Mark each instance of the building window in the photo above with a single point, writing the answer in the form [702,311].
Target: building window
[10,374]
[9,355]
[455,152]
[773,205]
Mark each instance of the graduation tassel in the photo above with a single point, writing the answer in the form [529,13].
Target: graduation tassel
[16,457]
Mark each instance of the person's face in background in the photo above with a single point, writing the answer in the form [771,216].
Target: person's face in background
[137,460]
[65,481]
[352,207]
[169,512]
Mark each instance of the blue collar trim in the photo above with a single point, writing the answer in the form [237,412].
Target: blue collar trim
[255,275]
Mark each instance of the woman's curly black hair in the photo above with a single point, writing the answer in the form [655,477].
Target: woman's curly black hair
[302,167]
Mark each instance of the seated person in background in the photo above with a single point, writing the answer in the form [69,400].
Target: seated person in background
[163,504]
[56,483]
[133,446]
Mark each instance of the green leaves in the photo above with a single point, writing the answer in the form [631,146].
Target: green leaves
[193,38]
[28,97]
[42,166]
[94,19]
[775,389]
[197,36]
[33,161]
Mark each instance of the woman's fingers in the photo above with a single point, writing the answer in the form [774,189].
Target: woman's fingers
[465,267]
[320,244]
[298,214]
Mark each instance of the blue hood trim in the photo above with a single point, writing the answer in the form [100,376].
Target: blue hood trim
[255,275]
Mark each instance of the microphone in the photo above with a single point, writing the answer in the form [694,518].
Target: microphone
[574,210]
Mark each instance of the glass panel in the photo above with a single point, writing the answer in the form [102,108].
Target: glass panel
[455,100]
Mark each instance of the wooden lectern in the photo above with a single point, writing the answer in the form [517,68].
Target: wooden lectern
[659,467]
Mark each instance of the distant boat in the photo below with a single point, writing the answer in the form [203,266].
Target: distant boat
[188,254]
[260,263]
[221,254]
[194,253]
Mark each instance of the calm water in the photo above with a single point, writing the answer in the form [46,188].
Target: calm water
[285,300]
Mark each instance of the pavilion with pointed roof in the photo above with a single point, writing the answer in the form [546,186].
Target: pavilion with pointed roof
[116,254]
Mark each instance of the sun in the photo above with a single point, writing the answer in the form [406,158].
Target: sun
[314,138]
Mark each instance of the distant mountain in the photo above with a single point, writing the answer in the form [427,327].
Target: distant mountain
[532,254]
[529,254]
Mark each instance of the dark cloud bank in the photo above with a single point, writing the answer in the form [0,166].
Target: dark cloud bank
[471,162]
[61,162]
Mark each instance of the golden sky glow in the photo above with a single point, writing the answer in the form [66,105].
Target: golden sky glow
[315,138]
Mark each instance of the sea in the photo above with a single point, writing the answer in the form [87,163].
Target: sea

### YOUR OBJECTIVE
Transcribe the full set of records without altering a single character.

### RESULT FOR THIS EXERCISE
Mark each instance of the building window in the photo above with a single point, writing the answer in the form [702,311].
Target: building window
[10,374]
[9,355]
[455,152]
[773,205]
Mark each instance of the graduation tassel in the photo above with a single point, writing the answer in the form [529,13].
Target: graduation tassel
[16,457]
Mark each instance of the person's face in background in the photo above with a single point, writing the answer in the form [771,216].
Target: person's face in background
[137,460]
[65,481]
[352,207]
[169,512]
Mark each instance of the blue collar trim in the photo above with a single point, writing the answer in the form [237,412].
Target: blue collar trim
[255,275]
Mark each instance of the woman's curly black hair in the photo above with a single point, writing the answer in the form [655,477].
Target: woman's curly black hair
[302,167]
Mark each instance of the seated person in background in the photo above with a single point, writing the answer in the form [69,400].
Target: seated person in background
[163,504]
[56,483]
[133,446]
Mark each instance of the green leaves in the photo above with a single point, writing the answer in the form [631,146].
Target: green leaves
[193,38]
[28,97]
[42,166]
[94,19]
[775,389]
[197,36]
[33,161]
Mark each instance of the woman's fingers in the photo above with a single point, writing the answer in the form [774,189].
Target: woman's fingers
[465,267]
[320,244]
[298,214]
Mark each instance of the blue hood trim in the photo above with a single point, writing the answer in the form [100,376].
Target: blue hood trim
[255,275]
Mark each instance of the microphone in the photo above with a single point, writing the answer in the form [694,518].
Target: microphone
[574,210]
Mark each instance of the glass panel in the photo above with a single point, writing the answer in the form [102,108].
Target: glass panel
[455,100]
Mark each instance of the wooden lectern in the photo above with a single point, writing the answer in the form [517,68].
Target: wooden lectern
[659,467]
Mark each instance of the distant boat in the photo below with a single point, writing the answer in the form [203,266].
Target: distant boat
[188,254]
[260,263]
[221,254]
[194,253]
Mark each instance of the calm water in the photo above with a single point, writing the answer in the form [46,188].
Target: calm water
[285,300]
Mark each instance of the pavilion with pointed roof in the photo above with a single point, writing the answer in the form [546,186].
Target: pavilion with pointed roof
[116,254]
Mark each instance of the sun in the photo above with a single point, writing the answer in the form [406,158].
Target: sun
[314,138]
Mark each instance of the distant mountain in the photo above with a single point, writing the answer in the form [427,327].
Target: distant mountain
[532,254]
[529,254]
Mark each instance of the dark cloud bank in the photo above with a single point, writing the answer in the form [0,166].
Target: dark cloud bank
[471,162]
[61,162]
Mark each instance of the golden sky glow in the photo above with a single point, writing the answer in the form [66,105].
Target: golden sky glow
[315,138]
Mark each instance of the sea in the photo above with a single point, writing the answer in the form [87,163].
Target: sea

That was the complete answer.